=== ページ抜粋 ===

明美さんの声を聞いたのはそのときが初めてだった。
健康ランドに着いたらまっさきに風呂にむかった。
おばあちゃんだらけの中に若い女性。
私もそうだったんだろうけどやっぱり目立つ。
――さっきのバスで一緒だった人だ。
2日ぶりの湯船に浸かりながら、横目で伺う。
同い年くらいかなあ。
20歳は越えてるか。
さっきも一人だったし一人旅かしらん。
やっぱりいるんだな、女一人旅。
夜仮眠室で寝るときボンヤリと彼女のことを考えた。
大学生かなあとか。
どこから来たんだろうとか。
翌朝、ひとっ風呂浴びてからまたバスに乗った。
席に座ってから驚いた。
あれ、昨日の――。
やっぱり一人旅なんだ。
夜景のアナウンスはなかったけれど、昼の長崎も長崎らしい趣があった。
景色を見るフリをして、ちらちらと彼女のことを伺っていた。
それでも駅前でバスを降り、コインロッカーに荷物を詰めたときだった。
「観光のかたですか?」
「はい」
その女性――明美さんはニッコリと笑ってそれから言った。
「私も一人旅で長崎初めてなんです。ご一緒しません?」
宮崎から来た明美さんは、私が埼玉から来たと言うとひどく驚いていた。
彼女もまた大学生で学生最後の夏休みを利用して初めての一人旅なんだとか。
私が一人旅の常連さんだと言うと、さらにひどく驚いていた。
「やっぱり珍しいんですか」
「憧れだよ。すごいすごい」

=== 入力データ ===

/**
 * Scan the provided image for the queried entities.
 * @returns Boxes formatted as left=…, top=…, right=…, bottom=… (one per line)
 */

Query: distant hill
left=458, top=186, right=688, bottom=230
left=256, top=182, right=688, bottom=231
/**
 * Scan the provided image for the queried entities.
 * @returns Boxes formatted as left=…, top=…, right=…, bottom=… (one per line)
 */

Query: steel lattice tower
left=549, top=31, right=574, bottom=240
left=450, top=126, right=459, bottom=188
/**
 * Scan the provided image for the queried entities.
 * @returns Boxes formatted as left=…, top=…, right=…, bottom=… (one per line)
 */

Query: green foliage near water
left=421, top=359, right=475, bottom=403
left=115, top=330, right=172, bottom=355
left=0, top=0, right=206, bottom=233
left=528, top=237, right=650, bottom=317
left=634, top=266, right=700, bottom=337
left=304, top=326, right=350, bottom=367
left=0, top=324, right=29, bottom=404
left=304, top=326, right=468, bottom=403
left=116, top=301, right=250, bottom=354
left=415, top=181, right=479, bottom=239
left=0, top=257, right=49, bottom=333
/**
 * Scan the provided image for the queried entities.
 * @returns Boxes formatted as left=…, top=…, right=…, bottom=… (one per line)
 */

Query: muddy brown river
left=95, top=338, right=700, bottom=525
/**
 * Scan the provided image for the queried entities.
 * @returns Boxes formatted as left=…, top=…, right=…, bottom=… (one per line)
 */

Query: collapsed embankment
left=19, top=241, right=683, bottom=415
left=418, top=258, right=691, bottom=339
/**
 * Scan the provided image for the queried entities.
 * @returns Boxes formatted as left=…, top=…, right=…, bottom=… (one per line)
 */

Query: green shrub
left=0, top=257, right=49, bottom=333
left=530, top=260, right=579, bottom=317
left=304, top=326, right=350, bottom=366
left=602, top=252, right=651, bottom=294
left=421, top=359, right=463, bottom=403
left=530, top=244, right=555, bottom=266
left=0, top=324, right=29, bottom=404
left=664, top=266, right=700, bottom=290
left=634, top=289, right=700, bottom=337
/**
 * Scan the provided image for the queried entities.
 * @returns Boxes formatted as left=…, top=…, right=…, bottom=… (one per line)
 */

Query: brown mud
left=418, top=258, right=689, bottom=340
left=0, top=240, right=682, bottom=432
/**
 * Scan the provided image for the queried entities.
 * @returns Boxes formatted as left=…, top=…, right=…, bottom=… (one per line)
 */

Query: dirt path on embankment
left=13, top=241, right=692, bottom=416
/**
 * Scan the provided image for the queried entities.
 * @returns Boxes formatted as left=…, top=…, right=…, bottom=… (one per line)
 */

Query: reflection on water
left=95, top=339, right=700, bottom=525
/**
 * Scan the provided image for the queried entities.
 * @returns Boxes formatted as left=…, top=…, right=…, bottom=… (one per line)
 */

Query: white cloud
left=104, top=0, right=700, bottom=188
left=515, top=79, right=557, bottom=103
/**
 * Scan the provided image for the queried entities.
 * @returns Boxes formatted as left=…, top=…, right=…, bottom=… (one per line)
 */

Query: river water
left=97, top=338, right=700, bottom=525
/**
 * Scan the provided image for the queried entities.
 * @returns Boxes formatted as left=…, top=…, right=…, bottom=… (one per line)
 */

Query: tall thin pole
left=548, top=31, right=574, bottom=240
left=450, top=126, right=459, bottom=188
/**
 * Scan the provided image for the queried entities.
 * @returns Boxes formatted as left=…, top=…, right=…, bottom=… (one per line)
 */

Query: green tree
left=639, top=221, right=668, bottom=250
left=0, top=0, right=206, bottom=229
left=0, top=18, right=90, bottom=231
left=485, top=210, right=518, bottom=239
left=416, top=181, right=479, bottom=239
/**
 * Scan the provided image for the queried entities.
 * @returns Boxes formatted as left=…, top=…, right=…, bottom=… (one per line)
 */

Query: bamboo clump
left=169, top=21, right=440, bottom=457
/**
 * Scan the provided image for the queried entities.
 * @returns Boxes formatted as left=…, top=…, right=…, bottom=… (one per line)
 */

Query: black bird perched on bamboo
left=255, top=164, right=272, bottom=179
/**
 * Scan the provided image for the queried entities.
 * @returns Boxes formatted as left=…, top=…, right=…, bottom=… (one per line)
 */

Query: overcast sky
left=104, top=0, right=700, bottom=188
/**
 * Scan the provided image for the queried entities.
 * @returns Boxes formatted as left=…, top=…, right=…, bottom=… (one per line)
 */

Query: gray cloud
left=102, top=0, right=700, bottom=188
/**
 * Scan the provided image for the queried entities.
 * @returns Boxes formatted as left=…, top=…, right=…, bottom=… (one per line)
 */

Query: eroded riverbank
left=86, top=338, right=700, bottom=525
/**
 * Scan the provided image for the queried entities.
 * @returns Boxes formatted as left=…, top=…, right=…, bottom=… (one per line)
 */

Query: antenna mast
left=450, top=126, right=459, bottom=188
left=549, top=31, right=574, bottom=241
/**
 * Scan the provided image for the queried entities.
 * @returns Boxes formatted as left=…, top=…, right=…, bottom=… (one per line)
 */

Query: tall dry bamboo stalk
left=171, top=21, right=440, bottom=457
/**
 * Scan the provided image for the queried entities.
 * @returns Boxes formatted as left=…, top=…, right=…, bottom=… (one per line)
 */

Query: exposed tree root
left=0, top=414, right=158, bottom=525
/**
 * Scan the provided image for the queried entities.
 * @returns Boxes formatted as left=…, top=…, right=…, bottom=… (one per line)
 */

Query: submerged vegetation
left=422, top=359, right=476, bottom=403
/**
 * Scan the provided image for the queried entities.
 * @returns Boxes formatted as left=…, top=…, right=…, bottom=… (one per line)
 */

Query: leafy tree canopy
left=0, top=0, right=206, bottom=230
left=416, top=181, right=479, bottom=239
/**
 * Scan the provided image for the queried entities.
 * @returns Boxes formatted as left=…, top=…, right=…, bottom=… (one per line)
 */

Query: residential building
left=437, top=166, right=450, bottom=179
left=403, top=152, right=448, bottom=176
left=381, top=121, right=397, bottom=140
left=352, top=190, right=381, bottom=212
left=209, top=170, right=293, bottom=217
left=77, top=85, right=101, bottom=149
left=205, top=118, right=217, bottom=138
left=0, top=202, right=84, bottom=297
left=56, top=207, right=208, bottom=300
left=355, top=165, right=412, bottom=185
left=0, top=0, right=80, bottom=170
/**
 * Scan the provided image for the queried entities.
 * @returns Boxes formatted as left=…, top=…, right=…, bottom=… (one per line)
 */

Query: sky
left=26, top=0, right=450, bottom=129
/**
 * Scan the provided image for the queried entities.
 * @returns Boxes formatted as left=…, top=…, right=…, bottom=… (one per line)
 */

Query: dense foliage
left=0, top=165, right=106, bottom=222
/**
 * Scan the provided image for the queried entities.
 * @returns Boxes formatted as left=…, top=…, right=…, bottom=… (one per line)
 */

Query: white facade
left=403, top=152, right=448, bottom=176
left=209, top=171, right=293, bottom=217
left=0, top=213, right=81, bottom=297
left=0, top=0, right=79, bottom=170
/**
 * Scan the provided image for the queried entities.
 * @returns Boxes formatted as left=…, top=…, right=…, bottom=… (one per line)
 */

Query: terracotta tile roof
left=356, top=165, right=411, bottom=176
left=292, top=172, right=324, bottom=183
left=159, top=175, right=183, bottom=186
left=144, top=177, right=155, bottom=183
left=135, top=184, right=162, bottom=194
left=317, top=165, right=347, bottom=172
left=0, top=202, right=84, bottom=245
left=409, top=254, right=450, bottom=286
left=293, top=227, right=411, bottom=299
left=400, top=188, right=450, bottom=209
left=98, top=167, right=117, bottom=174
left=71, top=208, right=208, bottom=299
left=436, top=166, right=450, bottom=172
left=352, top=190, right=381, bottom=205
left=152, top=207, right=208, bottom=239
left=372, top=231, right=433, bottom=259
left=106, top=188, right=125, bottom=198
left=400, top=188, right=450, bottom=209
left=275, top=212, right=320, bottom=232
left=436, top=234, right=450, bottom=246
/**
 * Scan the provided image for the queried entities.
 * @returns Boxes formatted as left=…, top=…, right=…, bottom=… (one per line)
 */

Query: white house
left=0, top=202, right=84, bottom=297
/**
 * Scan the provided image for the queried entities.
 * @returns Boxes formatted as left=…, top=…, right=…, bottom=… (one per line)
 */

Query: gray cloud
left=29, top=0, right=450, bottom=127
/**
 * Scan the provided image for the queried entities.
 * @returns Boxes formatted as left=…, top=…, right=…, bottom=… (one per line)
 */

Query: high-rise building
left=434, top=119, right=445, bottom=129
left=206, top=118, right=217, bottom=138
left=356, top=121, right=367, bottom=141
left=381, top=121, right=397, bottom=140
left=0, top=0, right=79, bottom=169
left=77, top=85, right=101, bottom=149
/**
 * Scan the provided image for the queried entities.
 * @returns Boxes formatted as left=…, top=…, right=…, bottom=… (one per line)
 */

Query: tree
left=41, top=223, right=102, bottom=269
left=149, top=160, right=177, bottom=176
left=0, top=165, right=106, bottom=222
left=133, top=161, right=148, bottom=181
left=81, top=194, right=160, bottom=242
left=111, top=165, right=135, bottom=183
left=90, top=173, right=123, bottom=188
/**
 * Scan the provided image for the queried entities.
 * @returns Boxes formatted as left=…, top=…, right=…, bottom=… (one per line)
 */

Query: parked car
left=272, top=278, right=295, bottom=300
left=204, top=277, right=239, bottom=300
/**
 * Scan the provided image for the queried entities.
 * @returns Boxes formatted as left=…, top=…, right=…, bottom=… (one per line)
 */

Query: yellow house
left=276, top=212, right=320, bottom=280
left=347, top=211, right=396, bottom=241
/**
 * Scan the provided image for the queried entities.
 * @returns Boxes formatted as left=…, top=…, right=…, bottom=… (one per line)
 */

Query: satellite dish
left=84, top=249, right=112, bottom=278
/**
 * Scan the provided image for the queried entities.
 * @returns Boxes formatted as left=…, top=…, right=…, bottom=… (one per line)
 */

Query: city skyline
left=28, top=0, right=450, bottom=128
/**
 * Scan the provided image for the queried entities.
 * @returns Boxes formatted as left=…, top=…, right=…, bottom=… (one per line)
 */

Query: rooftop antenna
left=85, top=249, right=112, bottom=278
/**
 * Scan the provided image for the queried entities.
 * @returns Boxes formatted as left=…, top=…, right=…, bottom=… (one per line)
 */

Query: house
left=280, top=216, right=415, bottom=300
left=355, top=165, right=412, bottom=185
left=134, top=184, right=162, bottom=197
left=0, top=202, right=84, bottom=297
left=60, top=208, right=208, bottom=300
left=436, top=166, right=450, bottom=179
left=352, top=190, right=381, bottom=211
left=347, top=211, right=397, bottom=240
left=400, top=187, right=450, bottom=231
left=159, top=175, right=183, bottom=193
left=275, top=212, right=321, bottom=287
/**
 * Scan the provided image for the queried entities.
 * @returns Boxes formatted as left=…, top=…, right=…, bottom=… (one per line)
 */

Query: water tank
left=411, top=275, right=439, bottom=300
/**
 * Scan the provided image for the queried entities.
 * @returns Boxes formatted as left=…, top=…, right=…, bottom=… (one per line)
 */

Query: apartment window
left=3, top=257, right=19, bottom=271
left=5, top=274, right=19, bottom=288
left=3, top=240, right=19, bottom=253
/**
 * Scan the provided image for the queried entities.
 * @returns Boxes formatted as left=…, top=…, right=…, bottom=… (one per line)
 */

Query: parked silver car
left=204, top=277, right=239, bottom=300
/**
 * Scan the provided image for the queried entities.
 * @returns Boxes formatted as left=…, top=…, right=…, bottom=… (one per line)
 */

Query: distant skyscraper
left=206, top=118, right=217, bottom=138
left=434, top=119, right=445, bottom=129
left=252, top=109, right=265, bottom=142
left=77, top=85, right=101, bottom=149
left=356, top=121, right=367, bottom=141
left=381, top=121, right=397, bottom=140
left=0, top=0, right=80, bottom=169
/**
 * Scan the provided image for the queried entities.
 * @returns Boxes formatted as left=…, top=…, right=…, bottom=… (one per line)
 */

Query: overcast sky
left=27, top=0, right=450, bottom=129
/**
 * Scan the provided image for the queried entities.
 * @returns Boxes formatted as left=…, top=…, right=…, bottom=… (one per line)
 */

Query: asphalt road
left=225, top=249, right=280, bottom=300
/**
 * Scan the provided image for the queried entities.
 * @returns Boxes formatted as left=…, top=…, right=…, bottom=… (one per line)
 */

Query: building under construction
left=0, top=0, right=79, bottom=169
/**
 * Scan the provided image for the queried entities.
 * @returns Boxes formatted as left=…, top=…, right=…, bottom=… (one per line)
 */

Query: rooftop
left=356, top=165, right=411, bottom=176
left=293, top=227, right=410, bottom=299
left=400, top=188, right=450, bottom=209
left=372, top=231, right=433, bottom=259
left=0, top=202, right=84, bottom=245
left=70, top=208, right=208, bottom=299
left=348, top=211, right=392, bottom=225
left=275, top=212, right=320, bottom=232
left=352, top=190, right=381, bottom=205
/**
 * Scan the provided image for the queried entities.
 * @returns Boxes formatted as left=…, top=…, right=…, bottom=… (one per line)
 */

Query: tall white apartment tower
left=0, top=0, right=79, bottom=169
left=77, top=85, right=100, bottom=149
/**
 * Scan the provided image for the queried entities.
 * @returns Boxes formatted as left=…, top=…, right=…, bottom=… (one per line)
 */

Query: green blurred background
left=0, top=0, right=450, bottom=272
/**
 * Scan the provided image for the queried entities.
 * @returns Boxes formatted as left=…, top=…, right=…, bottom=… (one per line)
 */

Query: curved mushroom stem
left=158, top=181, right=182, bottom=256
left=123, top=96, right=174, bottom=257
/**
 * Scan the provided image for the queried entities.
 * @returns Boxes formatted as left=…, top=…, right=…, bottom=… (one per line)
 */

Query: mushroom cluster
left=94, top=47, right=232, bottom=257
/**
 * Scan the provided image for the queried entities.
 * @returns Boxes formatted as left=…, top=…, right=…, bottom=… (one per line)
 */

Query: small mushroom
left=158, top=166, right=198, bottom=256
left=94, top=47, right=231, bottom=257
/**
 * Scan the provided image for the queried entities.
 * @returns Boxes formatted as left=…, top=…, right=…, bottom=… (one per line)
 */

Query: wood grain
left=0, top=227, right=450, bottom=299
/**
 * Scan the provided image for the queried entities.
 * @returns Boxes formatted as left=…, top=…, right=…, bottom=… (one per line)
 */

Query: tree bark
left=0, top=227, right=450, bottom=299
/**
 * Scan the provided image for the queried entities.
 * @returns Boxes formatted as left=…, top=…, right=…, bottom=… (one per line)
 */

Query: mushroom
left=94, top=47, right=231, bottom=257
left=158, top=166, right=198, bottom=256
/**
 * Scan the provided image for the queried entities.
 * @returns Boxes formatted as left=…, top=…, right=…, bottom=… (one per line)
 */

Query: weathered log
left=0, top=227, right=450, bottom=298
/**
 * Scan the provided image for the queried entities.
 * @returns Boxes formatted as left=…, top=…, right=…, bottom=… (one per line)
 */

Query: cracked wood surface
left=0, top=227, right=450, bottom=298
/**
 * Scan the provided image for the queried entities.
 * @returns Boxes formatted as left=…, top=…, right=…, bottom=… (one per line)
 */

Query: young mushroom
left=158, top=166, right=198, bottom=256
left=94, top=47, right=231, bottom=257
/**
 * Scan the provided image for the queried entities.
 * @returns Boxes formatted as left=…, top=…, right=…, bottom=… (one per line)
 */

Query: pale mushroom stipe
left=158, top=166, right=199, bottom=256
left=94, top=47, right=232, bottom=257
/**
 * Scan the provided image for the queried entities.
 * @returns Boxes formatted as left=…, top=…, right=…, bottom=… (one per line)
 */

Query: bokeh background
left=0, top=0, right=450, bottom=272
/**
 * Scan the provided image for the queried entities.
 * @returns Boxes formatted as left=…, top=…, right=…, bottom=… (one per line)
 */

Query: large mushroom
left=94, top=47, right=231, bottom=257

===

**課題 1:** ページ抜粋を最初から最後まで一字一句変えずに引用してください。
**課題 2:** エントリの最初の行から始め、「left=256, top=182, right=688, bottom=231」を含む行で止めて、その範囲だけを一字一句そのまま出力してください。
これらのエントリはページ抜粋とは何の関係もありません。

**正解 1:**
明美さんの声を聞いたのはそのときが初めてだった。
健康ランドに着いたらまっさきに風呂にむかった。
おばあちゃんだらけの中に若い女性。
私もそうだったんだろうけどやっぱり目立つ。
――さっきのバスで一緒だった人だ。
2日ぶりの湯船に浸かりながら、横目で伺う。
同い年くらいかなあ。
20歳は越えてるか。
さっきも一人だったし一人旅かしらん。
やっぱりいるんだな、女一人旅。
夜仮眠室で寝るときボンヤリと彼女のことを考えた。
大学生かなあとか。
どこから来たんだろうとか。
翌朝、ひとっ風呂浴びてからまたバスに乗った。
席に座ってから驚いた。
あれ、昨日の――。
やっぱり一人旅なんだ。
夜景のアナウンスはなかったけれど、昼の長崎も長崎らしい趣があった。
景色を見るフリをして、ちらちらと彼女のことを伺っていた。
それでも駅前でバスを降り、コインロッカーに荷物を詰めたときだった。
「観光のかたですか?」
「はい」
その女性――明美さんはニッコリと笑ってそれから言った。
「私も一人旅で長崎初めてなんです。ご一緒しません?」
宮崎から来た明美さんは、私が埼玉から来たと言うとひどく驚いていた。
彼女もまた大学生で学生最後の夏休みを利用して初めての一人旅なんだとか。
私が一人旅の常連さんだと言うと、さらにひどく驚いていた。
「やっぱり珍しいんですか」
「憧れだよ。すごいすごい」

**正解 2:**
/**
 * Scan the provided image for the queried entities.
 * @returns Boxes formatted as left=…, top=…, right=…, bottom=… (one per line)
 */

Query: distant hill
left=458, top=186, right=688, bottom=230
left=256, top=182, right=688, bottom=231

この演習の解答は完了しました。